ACTIVITY 1 - According to the article on the statin trial in small-cell lung cancer, what proportion of all new lung cancer cases does small-cell lung cancer account for?
ACTIVITY 2 - Extend the article on the statin trial in small-cell lung cancer, picking up after its final sentence.
*** Opening PAGE EXTRACT ***
Using cholesterol-lowering drugs in combination with chemotherapy does not improve the outcomes of patients with small-cell lung cancer, according to results from the largest randomized trial ever of statin therapy in cancer patients.
Researchers argued that current or planned trials assessing the use of statins in cancer treatment should be reconsidered in light of such compelling data.
The study, “Multicenter, Phase III, Randomized, Double-Blind, Placebo-Controlled Trial of Pravastatin Added to First-Line Standard Chemotherapy in Small-Cell Lung Cancer (LUNGSTAR),” was published in the Journal of Clinical Oncology.
Small-cell lung cancer (SCLC), which accounts for 15 to 20 percent of all new lung cancer cases, is associated with low survival — a median of eight to 14 months.
A number of studies have indicated that statins, inexpensive cholesterol-lowering drugs used to prevent heart attacks or strokes, can inhibit the growth and trigger the death of some tumor cells. They include SCLC, mesothelioma, pancreatic cancer, and breast cancer tumors.
*** Closing PAGE EXTRACT ***
*** Opening DATA FOR REVIEW ***
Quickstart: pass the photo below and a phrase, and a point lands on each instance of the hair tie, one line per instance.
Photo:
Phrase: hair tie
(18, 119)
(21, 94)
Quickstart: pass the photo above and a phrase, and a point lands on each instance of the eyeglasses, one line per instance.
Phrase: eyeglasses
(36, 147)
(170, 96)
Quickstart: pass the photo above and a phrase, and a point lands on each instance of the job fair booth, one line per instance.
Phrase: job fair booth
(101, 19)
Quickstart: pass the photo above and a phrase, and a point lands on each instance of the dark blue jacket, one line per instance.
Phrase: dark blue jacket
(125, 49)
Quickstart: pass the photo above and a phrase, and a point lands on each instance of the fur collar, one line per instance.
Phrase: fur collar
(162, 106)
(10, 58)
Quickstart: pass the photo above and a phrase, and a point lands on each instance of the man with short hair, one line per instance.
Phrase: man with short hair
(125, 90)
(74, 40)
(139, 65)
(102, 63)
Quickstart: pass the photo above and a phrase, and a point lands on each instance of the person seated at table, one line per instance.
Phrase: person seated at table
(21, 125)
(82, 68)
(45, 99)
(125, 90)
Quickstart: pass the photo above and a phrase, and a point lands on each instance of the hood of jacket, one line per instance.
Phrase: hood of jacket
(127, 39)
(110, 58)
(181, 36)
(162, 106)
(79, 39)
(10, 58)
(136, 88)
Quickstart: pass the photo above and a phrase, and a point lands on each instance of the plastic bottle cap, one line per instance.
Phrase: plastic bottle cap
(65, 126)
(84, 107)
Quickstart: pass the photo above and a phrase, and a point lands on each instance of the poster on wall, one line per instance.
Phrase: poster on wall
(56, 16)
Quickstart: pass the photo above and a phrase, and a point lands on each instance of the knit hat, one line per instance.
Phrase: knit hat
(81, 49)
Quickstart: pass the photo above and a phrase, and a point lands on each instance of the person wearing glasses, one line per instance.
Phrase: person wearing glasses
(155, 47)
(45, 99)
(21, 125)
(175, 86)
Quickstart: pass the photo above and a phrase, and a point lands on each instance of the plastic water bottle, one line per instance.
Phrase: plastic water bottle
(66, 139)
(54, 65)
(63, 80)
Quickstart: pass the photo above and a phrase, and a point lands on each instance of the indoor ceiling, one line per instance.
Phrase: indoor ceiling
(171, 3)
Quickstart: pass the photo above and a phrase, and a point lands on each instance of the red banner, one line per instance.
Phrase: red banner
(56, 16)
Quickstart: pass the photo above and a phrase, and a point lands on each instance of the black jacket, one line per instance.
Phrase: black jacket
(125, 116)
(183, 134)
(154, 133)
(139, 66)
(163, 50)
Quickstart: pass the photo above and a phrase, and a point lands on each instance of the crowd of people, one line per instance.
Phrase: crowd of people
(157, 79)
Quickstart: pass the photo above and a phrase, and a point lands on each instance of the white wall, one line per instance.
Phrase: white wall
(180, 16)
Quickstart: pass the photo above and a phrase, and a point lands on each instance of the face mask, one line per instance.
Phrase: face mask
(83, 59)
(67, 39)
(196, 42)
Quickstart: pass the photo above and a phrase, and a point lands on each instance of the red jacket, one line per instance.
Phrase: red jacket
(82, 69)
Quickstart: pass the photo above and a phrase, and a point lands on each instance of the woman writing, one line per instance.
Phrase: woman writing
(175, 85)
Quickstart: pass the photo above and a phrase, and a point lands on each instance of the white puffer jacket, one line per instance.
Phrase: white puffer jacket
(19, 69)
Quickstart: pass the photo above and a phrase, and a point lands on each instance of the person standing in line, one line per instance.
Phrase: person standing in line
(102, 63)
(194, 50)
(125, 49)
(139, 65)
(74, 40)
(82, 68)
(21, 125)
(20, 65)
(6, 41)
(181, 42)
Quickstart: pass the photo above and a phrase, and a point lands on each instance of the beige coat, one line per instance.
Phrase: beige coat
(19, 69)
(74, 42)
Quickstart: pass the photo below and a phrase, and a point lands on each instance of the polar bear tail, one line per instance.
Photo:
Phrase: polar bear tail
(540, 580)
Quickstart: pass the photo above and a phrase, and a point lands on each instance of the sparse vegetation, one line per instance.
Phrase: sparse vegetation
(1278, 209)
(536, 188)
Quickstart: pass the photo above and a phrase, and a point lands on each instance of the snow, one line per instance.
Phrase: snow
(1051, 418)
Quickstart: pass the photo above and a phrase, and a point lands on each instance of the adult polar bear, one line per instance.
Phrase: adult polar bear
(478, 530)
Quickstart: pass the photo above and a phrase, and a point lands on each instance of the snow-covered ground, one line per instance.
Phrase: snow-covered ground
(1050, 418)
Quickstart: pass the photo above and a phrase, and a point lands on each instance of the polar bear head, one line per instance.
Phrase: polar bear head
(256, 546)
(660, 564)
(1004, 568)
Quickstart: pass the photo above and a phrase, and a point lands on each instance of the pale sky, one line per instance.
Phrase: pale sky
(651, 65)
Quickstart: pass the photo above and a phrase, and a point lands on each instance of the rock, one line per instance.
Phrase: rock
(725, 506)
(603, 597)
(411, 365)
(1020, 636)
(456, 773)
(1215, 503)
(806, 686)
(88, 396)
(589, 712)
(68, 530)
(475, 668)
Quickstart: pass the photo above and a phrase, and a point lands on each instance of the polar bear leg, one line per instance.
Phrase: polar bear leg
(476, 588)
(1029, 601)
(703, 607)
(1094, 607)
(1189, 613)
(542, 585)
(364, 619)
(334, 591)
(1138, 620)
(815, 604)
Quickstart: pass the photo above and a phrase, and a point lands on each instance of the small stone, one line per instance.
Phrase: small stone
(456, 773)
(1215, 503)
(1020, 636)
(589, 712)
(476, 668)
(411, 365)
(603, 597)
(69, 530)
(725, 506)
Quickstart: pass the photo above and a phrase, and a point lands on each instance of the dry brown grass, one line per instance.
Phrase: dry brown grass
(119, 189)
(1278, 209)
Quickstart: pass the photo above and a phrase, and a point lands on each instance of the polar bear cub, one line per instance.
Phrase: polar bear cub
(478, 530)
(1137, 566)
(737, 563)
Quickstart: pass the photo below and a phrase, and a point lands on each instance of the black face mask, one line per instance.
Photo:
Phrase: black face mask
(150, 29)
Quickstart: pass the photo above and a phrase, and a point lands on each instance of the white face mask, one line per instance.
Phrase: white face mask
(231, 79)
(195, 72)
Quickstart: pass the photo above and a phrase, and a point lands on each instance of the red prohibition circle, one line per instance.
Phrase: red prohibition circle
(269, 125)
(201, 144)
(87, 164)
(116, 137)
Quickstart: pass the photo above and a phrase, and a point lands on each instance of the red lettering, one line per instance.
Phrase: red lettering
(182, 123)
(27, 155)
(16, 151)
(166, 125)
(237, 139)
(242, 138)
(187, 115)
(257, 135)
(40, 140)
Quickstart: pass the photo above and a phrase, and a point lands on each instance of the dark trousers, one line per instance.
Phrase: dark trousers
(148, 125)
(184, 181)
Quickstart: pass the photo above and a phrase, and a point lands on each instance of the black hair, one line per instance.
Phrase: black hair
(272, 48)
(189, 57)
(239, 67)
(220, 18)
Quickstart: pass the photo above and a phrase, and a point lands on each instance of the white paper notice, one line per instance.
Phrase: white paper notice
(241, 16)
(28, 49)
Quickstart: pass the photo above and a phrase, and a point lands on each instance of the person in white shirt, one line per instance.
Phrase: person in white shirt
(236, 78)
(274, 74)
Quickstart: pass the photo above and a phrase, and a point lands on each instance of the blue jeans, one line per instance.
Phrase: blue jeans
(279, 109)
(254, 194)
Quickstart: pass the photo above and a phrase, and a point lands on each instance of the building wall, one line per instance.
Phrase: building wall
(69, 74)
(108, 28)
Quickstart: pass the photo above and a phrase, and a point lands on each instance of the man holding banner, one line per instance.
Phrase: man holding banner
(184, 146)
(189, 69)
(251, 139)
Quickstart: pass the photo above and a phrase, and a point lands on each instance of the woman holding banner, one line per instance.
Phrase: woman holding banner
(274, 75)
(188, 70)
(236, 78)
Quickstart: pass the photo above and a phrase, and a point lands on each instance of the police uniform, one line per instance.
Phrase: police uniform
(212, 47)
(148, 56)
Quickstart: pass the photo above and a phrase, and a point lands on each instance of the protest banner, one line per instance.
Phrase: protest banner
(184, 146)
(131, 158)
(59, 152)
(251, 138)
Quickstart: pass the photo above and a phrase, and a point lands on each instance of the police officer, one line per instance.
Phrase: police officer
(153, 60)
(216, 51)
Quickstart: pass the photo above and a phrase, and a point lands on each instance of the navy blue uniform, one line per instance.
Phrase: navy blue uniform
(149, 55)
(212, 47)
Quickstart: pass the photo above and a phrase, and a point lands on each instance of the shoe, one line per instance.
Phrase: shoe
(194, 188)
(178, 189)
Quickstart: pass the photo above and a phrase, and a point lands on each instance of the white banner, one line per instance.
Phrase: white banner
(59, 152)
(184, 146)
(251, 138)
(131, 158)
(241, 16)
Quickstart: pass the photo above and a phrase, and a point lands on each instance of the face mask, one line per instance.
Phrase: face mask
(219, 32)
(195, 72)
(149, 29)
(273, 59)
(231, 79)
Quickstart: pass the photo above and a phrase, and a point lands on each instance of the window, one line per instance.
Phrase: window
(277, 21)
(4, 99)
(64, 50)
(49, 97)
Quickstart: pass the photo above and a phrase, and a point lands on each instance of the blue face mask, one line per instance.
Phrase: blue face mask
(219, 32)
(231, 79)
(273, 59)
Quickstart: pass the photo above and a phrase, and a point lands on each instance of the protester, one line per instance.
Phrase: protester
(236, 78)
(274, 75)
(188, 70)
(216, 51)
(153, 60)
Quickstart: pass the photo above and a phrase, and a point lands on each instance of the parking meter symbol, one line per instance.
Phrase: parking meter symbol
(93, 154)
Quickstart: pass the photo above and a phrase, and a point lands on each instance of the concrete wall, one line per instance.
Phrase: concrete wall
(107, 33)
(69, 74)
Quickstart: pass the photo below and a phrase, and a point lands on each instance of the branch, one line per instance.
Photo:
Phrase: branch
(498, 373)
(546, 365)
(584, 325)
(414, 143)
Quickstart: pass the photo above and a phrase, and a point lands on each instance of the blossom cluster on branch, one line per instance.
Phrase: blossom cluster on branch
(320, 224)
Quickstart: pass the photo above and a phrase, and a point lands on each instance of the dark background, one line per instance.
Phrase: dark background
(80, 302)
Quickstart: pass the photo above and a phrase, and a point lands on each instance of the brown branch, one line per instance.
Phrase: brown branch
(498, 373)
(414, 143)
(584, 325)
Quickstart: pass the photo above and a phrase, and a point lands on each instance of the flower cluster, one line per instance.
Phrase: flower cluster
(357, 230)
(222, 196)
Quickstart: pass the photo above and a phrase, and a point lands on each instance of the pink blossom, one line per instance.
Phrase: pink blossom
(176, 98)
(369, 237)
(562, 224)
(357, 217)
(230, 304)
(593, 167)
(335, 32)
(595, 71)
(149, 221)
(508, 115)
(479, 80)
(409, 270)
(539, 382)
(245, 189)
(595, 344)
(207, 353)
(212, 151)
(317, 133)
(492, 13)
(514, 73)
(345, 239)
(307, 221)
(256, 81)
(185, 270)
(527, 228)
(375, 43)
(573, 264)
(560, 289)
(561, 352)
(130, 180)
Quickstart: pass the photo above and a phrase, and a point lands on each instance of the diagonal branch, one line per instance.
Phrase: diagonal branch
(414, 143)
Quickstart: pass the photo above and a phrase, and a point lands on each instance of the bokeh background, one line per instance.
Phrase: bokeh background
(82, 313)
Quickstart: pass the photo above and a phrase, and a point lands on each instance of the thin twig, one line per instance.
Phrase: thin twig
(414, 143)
*** Closing DATA FOR REVIEW ***
EXERCISE RESPONSE 1 - 15 to 20 percent

EXERCISE RESPONSE 2 -
Several large prospective cohort studies have indicated that statin use leads to major improvements in cancer incidence, recurrence, and mortality in multiple cancer types. But the studies were all observational, and none established the best dose for statin effectiveness.
To try to clarify whether taking statins during chemotherapy is beneficial, a team from Imperial College London and University College London (UCL) conducted the LUNGSTAR Phase 3 trial. The randomized, double-blind, placebo-controlled study assessed the safety and effectiveness of adding the statin pravastatin to a first-line standard chemotherapy in patients with small-cell lung cancer.
The study included 846 patients from 91 hospitals in the United Kingdom. Researchers conducted it at the Cancer Research UK & UCL Cancer Trials Center.
Participants were randomized to receive pravastatin or a placebo in combination with a typical chemotherapy treatment — up to six cycles of etoposide plus Platinol or Paraplatin (carboplatin) — until the disease progressed or the patient was unable to tolerate the treatment.
While the study showed that patients experienced no adverse effects from the statin, they did not benefit from it, either. Overall survival for patients taking pravastatin was 10.6 months, versus 10.7 months for the placebo group. Similarly, median progression-free survival was 7.7 months for the pravastatin group, versus 7.3 months for the placebo group.
“It’s becoming increasingly common for patients with increased cholesterol to take statins, and many cancer patients will be or have been prescribed these drugs entirely separately from their cancer treatment,” the study’s lead author, Professor Michael Seckl, said in a press release.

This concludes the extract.